***** Выбранный отрывок *****
В классе мы пели счастливые песни о Сталине. Первое мое письмо я написала товарищу Сталину. До этого у нас бумаги не было. Когда мы выучили буквы, нам раздали чистые листки бумаги, и под диктовку мы писали письмо самому доброму, самому любимому товарищу Сталину. Мы его очень любили, верили, что получим ответ. Что он нам пришлет подарки… (Пауза.) На Первое Мая нам выдавали красные флажки… Мы радостно ими махали… Я всегда боялась, что мне не достанется флажок… Что у меня не будет красного флажка… (Долго молча смотрит в окно. После снова торопится выговориться.)
Нас все время учили, нам говорили:
— Родина — это ваша мать… Родина — это ваша мама…
Маленькие, мы у всех взрослых, которых встречали, спрашивали:
— Где моя мама? Какая моя мама?
Никто не знал наших мам…
Первая мама приехала к Рите Мельниковой. У нее был изумительный голос. Она нам пела колыбельную:
Спи, моя радость, усни.
В доме погасли огни…
Дверь ни одна не скрипит,
Мышка за печкою спит…
Мы такой песни не знали, мы эту песню запомнили. Просили: еще, еще. Я не помню, когда она кончила петь. Мы заснули. Она нам всем говорила, что наши мамы хорошие, что наши мамы красивые. Что наши мамы все поют эту песню. Мы ждали…
Потом было страшное огорчение. Она нам сказала неправду. Приезжали другие мамы. Они были некрасивые, больные. Они не умели петь. С тех пор я не люблю неправду. Нас нельзя было утешать неправдой. Нас нельзя было обманывать: твоя мама жива, а не умерла. Ребенок начинал верить, а потом оказывалось, что мамы нет. Я не люблю сказки. Долго не читала сказки. Я начала читать сказки, когда у меня родилась дочка, когда ей исполнилось пять лет, и она просила:
— Сказку, мама, расскажи страшную сказку.
Я читала ей сказки и всегда удивлялась: почему в наших детских сказках так много убивают и почему детям это нравится? И сейчас не понимаю.
*****
Изучите материал
**A.** Перепишите без изменений часть отрывка о детстве в детском доме: начните с места со словами «В классе мы» и остановитесь после слов «снова торопится выговориться.)».
**B.** Переведите на английский язык предложение из отрывка о детстве в детском доме: «С тех пор я не люблю неправду».
Опирайтесь только на этот отрывок.
***** Материал для анализа *****
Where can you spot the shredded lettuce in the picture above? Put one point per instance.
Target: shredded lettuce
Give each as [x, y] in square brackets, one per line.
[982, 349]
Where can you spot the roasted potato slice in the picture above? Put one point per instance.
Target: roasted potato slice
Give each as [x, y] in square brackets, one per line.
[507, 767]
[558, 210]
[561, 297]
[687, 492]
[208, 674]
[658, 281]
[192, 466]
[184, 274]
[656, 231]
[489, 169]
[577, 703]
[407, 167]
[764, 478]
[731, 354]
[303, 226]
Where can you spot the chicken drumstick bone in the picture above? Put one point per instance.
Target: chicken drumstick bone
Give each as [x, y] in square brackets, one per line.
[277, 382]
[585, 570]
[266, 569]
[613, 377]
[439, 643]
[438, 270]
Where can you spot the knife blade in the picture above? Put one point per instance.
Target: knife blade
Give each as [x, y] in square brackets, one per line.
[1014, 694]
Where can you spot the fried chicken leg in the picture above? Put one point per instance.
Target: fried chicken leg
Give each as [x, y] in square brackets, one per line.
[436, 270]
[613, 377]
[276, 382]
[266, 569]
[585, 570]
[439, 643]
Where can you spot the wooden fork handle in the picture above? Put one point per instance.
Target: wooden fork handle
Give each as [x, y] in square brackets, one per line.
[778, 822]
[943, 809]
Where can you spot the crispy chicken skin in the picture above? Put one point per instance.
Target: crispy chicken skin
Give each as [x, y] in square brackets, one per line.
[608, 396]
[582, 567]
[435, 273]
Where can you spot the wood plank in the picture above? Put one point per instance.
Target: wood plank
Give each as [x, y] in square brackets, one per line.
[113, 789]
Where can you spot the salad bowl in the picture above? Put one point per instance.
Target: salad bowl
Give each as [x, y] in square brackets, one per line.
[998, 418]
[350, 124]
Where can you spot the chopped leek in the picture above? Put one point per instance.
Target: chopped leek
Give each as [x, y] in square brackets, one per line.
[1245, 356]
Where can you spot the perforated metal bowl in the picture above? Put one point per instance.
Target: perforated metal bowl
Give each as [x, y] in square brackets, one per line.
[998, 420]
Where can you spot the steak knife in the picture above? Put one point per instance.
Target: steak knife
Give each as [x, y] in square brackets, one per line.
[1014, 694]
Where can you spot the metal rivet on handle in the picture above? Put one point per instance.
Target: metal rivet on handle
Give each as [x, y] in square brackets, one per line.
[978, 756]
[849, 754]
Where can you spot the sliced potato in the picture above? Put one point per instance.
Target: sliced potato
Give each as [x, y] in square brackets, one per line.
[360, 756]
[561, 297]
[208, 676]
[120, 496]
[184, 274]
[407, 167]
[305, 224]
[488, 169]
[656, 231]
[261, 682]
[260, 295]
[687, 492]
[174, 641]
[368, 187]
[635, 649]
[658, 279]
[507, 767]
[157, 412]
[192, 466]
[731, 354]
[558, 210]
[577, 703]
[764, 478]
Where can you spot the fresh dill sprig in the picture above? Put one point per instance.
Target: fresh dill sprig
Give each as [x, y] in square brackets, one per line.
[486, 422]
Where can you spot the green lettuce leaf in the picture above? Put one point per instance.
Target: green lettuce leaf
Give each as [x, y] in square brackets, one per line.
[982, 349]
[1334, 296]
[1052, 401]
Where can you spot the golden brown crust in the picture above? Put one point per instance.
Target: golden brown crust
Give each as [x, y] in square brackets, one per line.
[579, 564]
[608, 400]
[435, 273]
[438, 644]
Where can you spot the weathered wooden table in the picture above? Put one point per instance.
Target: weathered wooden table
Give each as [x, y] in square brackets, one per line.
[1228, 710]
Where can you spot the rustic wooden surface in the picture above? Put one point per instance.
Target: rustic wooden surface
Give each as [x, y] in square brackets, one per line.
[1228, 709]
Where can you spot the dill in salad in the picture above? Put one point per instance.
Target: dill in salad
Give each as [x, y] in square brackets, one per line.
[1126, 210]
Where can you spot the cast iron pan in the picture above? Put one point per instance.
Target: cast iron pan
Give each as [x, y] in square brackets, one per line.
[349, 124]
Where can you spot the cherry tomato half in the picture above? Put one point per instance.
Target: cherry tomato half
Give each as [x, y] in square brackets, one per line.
*****
Ответы по номерам
**A.**
В классе мы пели счастливые песни о Сталине. Первое мое письмо я написала товарищу Сталину. До этого у нас бумаги не было. Когда мы выучили буквы, нам раздали чистые листки бумаги, и под диктовку мы писали письмо самому доброму, самому любимому товарищу Сталину. Мы его очень любили, верили, что получим ответ. Что он нам пришлет подарки… (Пауза.) На Первое Мая нам выдавали красные флажки… Мы радостно ими махали… Я всегда боялась, что мне не достанется флажок… Что у меня не будет красного флажка… (Долго молча смотрит в окно. После снова торопится выговориться.)

**B.** Since then, I have not liked lies.